#### Stated exercise:
Return the material below verbatim, line for line, and omit the picture from your output.

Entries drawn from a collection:
★ ★ ★ ★ ★ ★ ★

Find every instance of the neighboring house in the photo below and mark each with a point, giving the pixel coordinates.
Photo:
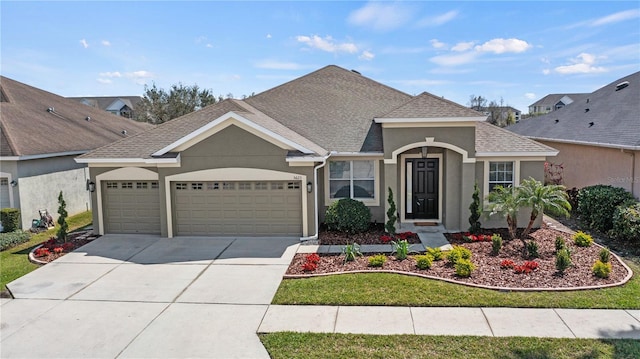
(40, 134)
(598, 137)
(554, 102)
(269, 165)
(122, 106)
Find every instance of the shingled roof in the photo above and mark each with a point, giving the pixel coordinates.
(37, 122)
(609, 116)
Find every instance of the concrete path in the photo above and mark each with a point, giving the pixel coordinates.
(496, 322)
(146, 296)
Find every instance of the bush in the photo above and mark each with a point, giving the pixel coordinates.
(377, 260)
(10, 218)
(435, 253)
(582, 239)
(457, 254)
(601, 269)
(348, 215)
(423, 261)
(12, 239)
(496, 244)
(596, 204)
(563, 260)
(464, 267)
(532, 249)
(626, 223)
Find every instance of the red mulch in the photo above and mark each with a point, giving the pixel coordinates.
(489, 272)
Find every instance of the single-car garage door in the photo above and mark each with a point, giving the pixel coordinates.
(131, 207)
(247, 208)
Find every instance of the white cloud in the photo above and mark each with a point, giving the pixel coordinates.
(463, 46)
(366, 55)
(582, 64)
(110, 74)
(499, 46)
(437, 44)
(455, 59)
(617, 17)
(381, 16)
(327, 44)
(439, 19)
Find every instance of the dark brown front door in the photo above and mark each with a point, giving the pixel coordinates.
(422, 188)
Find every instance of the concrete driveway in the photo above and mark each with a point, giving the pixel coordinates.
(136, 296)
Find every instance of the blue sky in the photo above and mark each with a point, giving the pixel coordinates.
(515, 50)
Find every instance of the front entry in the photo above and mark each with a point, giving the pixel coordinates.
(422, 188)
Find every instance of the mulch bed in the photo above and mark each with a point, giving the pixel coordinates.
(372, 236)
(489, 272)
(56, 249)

★ ★ ★ ★ ★ ★ ★

#### Problem solution:
Find every instance of the neighboring house in the photo below and mark each with a point, giving the pixel coordinates.
Photo:
(40, 134)
(598, 137)
(554, 102)
(269, 165)
(122, 106)
Find every instance of the shingled roof in the photo above and mark each with a point, giving the pixel coordinates.
(37, 122)
(609, 116)
Find every instance of the concrete path in the photo above and mark each with a point, giving the pixel coordinates.
(496, 322)
(146, 296)
Find every instance of the bush in the photo above and mark each with a point, giving the pixel coordinates.
(377, 260)
(10, 218)
(435, 253)
(582, 239)
(457, 254)
(601, 269)
(348, 215)
(423, 261)
(12, 239)
(496, 244)
(596, 204)
(563, 260)
(464, 267)
(532, 249)
(626, 223)
Find every instance of the red mulch in the photo above and mark each with a point, giving the pixel coordinates.
(489, 272)
Find every instance of the single-car garage door in the photo above and mark each with a point, giving the pixel coordinates.
(131, 207)
(247, 208)
Find every instance of the white cloud in the photo above and mark each with a point, giving the pixel coordinates.
(463, 46)
(366, 55)
(582, 64)
(110, 74)
(499, 46)
(437, 44)
(455, 59)
(617, 17)
(381, 16)
(327, 44)
(439, 19)
Find every instance of the dark brown front door in the photo above and mark each with a point, giving the pixel coordinates.
(422, 188)
Find every instance of the concrete driveway in the photo above and mark each with a point, giving the pixel coordinates.
(136, 296)
Find every instance of the blue sky in the photo above and mark each with a point, giving the pixel coordinates.
(515, 50)
Find every instance of the front entry in the photo above and mark each with a point, giving the pixel coordinates.
(422, 188)
Find every instance of the mulch bed in the photo above and mark each with a point, giving the pixel coordinates.
(372, 236)
(489, 272)
(56, 249)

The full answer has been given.